[[ Supplied records open ]]

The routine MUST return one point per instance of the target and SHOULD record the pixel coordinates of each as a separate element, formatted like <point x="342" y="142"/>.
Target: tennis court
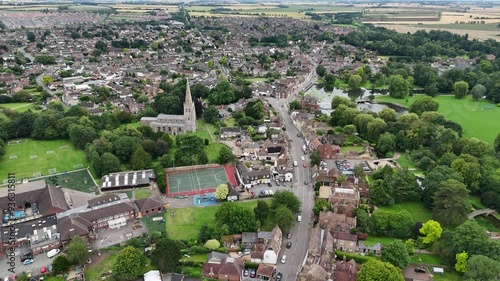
<point x="193" y="182"/>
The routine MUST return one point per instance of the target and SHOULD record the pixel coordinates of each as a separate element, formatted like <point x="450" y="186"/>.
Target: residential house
<point x="149" y="206"/>
<point x="229" y="269"/>
<point x="273" y="246"/>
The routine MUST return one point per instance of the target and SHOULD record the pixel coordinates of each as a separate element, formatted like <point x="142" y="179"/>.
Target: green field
<point x="418" y="211"/>
<point x="63" y="158"/>
<point x="186" y="222"/>
<point x="478" y="118"/>
<point x="426" y="259"/>
<point x="18" y="106"/>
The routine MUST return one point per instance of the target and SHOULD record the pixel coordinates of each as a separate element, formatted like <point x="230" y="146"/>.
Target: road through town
<point x="301" y="231"/>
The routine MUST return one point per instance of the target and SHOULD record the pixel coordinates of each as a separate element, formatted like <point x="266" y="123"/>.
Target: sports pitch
<point x="28" y="158"/>
<point x="195" y="181"/>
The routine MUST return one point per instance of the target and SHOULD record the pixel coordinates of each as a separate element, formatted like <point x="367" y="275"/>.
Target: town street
<point x="301" y="231"/>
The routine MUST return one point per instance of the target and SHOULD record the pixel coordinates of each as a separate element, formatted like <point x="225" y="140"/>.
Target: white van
<point x="52" y="253"/>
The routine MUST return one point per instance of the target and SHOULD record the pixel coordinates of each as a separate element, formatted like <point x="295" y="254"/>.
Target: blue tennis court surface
<point x="207" y="199"/>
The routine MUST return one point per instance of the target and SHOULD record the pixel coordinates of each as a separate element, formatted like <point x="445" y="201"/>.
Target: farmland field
<point x="478" y="118"/>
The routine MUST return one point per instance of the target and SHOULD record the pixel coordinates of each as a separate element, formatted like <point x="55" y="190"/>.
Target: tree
<point x="424" y="104"/>
<point x="398" y="86"/>
<point x="432" y="231"/>
<point x="284" y="218"/>
<point x="355" y="82"/>
<point x="46" y="79"/>
<point x="166" y="255"/>
<point x="212" y="244"/>
<point x="61" y="264"/>
<point x="129" y="263"/>
<point x="385" y="144"/>
<point x="320" y="70"/>
<point x="321" y="205"/>
<point x="460" y="89"/>
<point x="396" y="254"/>
<point x="480" y="267"/>
<point x="286" y="198"/>
<point x="225" y="155"/>
<point x="77" y="251"/>
<point x="261" y="210"/>
<point x="375" y="270"/>
<point x="236" y="218"/>
<point x="461" y="264"/>
<point x="315" y="158"/>
<point x="109" y="163"/>
<point x="211" y="114"/>
<point x="451" y="202"/>
<point x="221" y="192"/>
<point x="140" y="159"/>
<point x="478" y="92"/>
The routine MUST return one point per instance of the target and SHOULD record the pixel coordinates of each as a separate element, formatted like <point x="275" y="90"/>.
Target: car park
<point x="283" y="259"/>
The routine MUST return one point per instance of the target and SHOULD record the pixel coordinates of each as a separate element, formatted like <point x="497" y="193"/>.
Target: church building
<point x="175" y="124"/>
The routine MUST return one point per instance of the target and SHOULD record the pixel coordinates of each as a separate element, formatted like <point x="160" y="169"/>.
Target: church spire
<point x="188" y="99"/>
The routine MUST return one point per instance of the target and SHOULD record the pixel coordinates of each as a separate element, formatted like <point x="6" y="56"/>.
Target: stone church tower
<point x="189" y="111"/>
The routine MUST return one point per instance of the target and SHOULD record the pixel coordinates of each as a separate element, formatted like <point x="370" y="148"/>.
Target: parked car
<point x="52" y="253"/>
<point x="253" y="273"/>
<point x="420" y="269"/>
<point x="283" y="259"/>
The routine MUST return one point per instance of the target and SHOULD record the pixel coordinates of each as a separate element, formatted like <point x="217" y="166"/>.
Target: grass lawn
<point x="94" y="272"/>
<point x="405" y="161"/>
<point x="346" y="149"/>
<point x="142" y="193"/>
<point x="186" y="222"/>
<point x="372" y="240"/>
<point x="478" y="118"/>
<point x="426" y="259"/>
<point x="18" y="106"/>
<point x="79" y="180"/>
<point x="419" y="212"/>
<point x="63" y="158"/>
<point x="448" y="276"/>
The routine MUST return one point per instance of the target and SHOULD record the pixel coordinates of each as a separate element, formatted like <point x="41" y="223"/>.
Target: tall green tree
<point x="77" y="251"/>
<point x="167" y="254"/>
<point x="375" y="270"/>
<point x="451" y="202"/>
<point x="286" y="198"/>
<point x="140" y="159"/>
<point x="129" y="264"/>
<point x="261" y="210"/>
<point x="480" y="267"/>
<point x="460" y="89"/>
<point x="396" y="254"/>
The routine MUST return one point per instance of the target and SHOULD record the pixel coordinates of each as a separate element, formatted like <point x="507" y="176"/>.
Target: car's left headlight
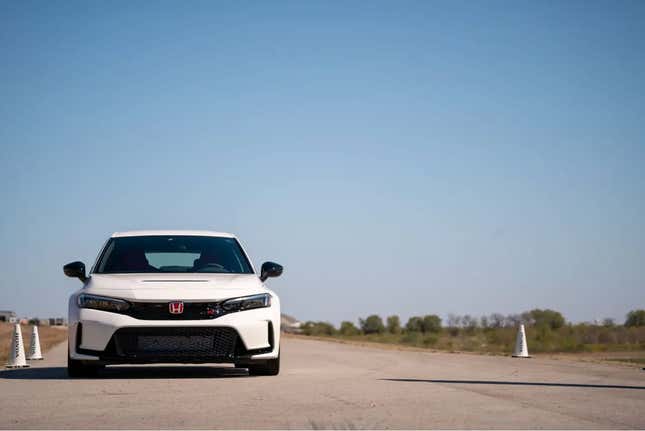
<point x="103" y="303"/>
<point x="247" y="302"/>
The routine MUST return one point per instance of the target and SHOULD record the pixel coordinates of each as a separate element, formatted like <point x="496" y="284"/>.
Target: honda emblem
<point x="176" y="307"/>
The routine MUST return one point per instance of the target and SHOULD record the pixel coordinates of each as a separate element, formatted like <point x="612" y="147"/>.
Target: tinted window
<point x="143" y="254"/>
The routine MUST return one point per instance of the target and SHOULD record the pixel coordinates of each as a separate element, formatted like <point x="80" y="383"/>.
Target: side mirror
<point x="270" y="269"/>
<point x="76" y="270"/>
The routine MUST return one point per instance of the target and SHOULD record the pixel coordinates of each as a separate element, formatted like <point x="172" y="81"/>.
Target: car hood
<point x="172" y="287"/>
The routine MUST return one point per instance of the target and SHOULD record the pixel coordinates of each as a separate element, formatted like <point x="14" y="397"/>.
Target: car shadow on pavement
<point x="162" y="372"/>
<point x="494" y="382"/>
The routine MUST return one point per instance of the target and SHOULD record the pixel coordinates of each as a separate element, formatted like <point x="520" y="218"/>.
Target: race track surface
<point x="331" y="385"/>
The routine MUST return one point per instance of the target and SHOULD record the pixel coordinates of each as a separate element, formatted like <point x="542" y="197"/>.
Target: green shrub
<point x="348" y="328"/>
<point x="318" y="328"/>
<point x="635" y="318"/>
<point x="372" y="325"/>
<point x="415" y="324"/>
<point x="431" y="323"/>
<point x="394" y="325"/>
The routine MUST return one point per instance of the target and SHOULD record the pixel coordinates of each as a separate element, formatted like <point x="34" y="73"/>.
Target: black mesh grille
<point x="173" y="343"/>
<point x="161" y="311"/>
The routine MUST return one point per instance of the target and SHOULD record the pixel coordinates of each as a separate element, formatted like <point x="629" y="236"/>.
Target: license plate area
<point x="174" y="343"/>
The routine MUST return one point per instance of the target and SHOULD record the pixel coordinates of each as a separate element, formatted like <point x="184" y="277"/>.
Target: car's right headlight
<point x="102" y="303"/>
<point x="247" y="302"/>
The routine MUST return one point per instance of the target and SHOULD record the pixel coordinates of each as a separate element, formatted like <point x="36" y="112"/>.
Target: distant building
<point x="289" y="323"/>
<point x="8" y="316"/>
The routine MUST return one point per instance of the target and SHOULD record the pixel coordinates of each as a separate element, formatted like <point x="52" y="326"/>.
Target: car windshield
<point x="164" y="253"/>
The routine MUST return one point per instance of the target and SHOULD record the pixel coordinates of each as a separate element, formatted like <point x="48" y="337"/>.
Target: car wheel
<point x="77" y="368"/>
<point x="270" y="368"/>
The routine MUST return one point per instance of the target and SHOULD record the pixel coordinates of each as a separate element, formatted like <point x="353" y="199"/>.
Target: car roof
<point x="171" y="232"/>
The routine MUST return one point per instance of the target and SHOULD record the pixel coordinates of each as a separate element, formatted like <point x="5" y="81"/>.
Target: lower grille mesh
<point x="174" y="342"/>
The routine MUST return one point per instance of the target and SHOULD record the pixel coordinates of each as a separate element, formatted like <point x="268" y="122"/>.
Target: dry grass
<point x="49" y="336"/>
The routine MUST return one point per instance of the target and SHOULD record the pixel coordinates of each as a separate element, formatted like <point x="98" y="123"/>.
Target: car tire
<point x="76" y="368"/>
<point x="270" y="368"/>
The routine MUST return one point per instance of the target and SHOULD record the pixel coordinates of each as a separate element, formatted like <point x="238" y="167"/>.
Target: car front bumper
<point x="249" y="335"/>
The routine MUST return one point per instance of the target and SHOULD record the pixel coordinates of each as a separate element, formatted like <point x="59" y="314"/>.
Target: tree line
<point x="544" y="319"/>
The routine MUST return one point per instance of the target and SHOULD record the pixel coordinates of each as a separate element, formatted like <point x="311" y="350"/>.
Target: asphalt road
<point x="331" y="385"/>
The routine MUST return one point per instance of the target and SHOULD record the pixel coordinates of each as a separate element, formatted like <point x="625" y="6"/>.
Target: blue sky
<point x="397" y="157"/>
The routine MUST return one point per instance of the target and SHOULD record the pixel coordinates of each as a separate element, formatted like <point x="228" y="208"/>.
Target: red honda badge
<point x="176" y="307"/>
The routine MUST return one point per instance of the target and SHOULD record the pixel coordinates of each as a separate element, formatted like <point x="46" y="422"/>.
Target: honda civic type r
<point x="173" y="296"/>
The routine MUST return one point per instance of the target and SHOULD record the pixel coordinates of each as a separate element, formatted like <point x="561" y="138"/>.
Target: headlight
<point x="102" y="303"/>
<point x="247" y="302"/>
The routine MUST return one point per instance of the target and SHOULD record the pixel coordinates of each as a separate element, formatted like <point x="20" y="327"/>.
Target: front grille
<point x="161" y="311"/>
<point x="173" y="343"/>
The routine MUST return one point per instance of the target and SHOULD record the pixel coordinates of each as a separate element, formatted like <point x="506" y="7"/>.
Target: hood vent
<point x="175" y="281"/>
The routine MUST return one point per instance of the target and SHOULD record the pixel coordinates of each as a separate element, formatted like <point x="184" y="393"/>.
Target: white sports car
<point x="173" y="296"/>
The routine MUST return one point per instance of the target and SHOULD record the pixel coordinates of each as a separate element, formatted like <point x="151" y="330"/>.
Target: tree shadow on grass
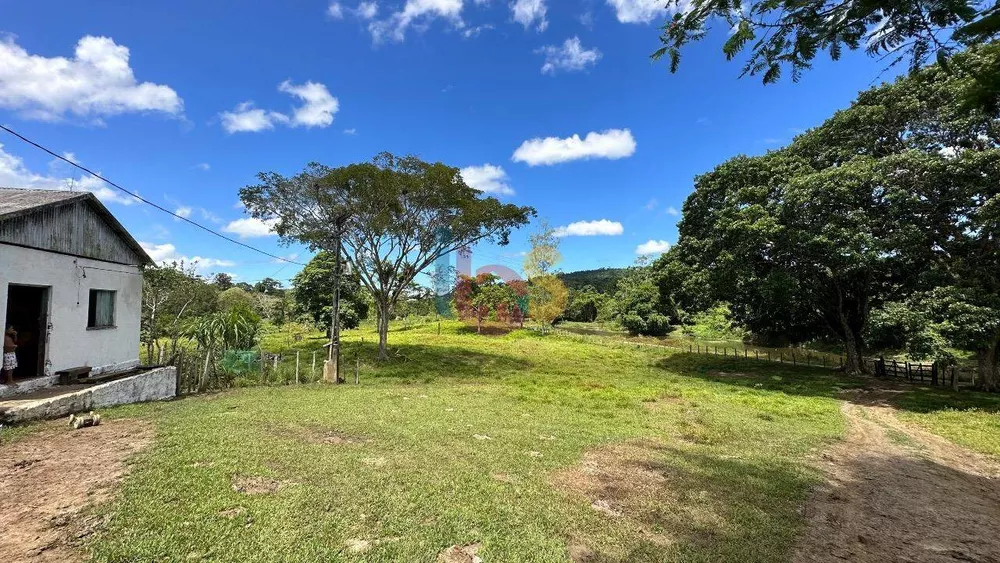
<point x="825" y="382"/>
<point x="412" y="362"/>
<point x="660" y="502"/>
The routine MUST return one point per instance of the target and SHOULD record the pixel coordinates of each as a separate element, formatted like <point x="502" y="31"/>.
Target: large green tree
<point x="172" y="295"/>
<point x="854" y="214"/>
<point x="789" y="35"/>
<point x="396" y="217"/>
<point x="313" y="292"/>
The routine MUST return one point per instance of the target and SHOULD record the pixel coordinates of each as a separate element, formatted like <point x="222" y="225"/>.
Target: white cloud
<point x="601" y="227"/>
<point x="95" y="83"/>
<point x="487" y="178"/>
<point x="652" y="247"/>
<point x="166" y="253"/>
<point x="611" y="144"/>
<point x="319" y="106"/>
<point x="367" y="10"/>
<point x="644" y="11"/>
<point x="15" y="174"/>
<point x="250" y="227"/>
<point x="420" y="11"/>
<point x="317" y="110"/>
<point x="569" y="57"/>
<point x="528" y="12"/>
<point x="248" y="119"/>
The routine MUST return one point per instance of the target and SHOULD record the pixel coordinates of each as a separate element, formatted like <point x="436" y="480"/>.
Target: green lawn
<point x="492" y="439"/>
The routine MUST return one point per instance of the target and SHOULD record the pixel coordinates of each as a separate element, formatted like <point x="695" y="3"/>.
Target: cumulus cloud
<point x="570" y="56"/>
<point x="317" y="110"/>
<point x="420" y="12"/>
<point x="367" y="10"/>
<point x="610" y="144"/>
<point x="245" y="118"/>
<point x="15" y="174"/>
<point x="96" y="82"/>
<point x="475" y="31"/>
<point x="166" y="253"/>
<point x="487" y="178"/>
<point x="601" y="227"/>
<point x="652" y="247"/>
<point x="645" y="11"/>
<point x="530" y="13"/>
<point x="250" y="227"/>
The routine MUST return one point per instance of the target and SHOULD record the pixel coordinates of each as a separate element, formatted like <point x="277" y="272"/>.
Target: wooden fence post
<point x="178" y="362"/>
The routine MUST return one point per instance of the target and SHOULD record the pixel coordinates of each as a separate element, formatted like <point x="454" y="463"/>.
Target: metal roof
<point x="18" y="202"/>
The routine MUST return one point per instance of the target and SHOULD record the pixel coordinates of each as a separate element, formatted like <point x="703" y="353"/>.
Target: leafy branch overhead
<point x="789" y="34"/>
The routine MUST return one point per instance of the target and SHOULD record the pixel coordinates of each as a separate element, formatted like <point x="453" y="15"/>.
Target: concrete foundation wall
<point x="155" y="385"/>
<point x="70" y="279"/>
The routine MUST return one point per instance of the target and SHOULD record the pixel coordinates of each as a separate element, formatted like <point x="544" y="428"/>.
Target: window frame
<point x="92" y="309"/>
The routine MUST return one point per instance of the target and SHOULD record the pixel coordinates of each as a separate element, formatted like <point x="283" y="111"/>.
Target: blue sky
<point x="185" y="102"/>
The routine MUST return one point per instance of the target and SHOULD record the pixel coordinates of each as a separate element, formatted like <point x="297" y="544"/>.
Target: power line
<point x="146" y="201"/>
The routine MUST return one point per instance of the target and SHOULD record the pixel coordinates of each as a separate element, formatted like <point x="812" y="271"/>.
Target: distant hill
<point x="603" y="279"/>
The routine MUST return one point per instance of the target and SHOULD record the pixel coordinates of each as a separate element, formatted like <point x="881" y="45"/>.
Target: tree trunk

[[ Supplied records closed ]]

**What to work on:** Starting at the line that holds "Target: power line", set down each line exactly through the last line of the records above, and no others.

**Response to the task:**
Target: power line
<point x="146" y="201"/>
The routine MUST return one point per instance of the target and SHOULD record the pixel coordinates of each as a separate element, formatted like <point x="812" y="271"/>.
Target: distant hill
<point x="603" y="279"/>
The routine MUST return one point per instance of the target and SHOULD record the pixel coordinates of each as a separate element, formatted like <point x="881" y="45"/>.
Target: tree trunk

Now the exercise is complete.